Source document ▸
#####

Strange Fascination brings to a close Syd Moore’s“Essex Witch Museum” trilogy. The overarching story which links the three novels features as protagonist Rosie Strange, a sceptical, feisty benefit fraud inspector who unexpectedly inherits from her grandfather Septimus the eponymous witch museum in the small village of Adders Fork. This strange (ahem) legacy will lead Rosie to discover long-buried secrets related to her family and to rethink her ideas about the supernatural. Each of the instalments in the trilogy also sees Rosie and the museum's curator Sam Stone ending up embroiled in a criminal investigation with occult overtones. In "Strange Fascination", the 'mystery' revolves around the Blackly Be boulder, said to mark the final resting place of a notorious witch. Against the villagers' better judgment, developers try to move the boulder, leading to a flurry of otherworldly phenomena. And a very real murder.

I had enjoyed reading Strange Sight - the trilogy's second volume - and had particularly liked the well-judged balance between ingredients of supernatural fiction and the "whodunnit". In comparison, I found this instalment rather disappointing. I felt that the action took rather longer to take off, and whilst Rosie's narrative voice is as witty and endearing as ever, the constant attempt at humour drains the tension out of what could have been genuinely scary episodes. This was less evident in the previous novel, whose emphasis was more on the "crime" than on the "supernatural" element.

On the other hand, this novel cannot be fairly considered on its own, but is best assessed in the light of its predecessors. In this regard, Strange Fascination is undoubtedly effective. It teases out the secrets and enigmas of Rosie's ancestors and, thanks to some imaginative plotting, ties up all the loose ends and red herrings planted in the previous novels. Lovers of history and folklore will also enjoy the references to history of witchcraft and folk beliefs, subtly woven into plot.

#####

Supplied information ▸
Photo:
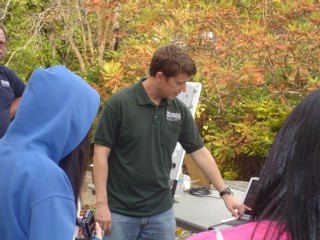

#####

Exercise set ▸
[1] Translate this sentence from the book review into Spanish: "In this regard, Strange Fascination is undoubtedly effective."
[2] Rewrite the book review's passage from "On the other" to "woven into plot.", with "novels" changed to "books".

Solutions per task ▸
[1] En este sentido, Strange Fascination es indudablemente eficaz.

[2]
On the other hand, this novel cannot be fairly considered on its own, but is best assessed in the light of its predecessors. In this regard, Strange Fascination is undoubtedly effective. It teases out the secrets and enigmas of Rosie's ancestors and, thanks to some imaginative plotting, ties up all the loose ends and red herrings planted in the previous books. Lovers of history and folklore will also enjoy the references to history of witchcraft and folk beliefs, subtly woven into plot.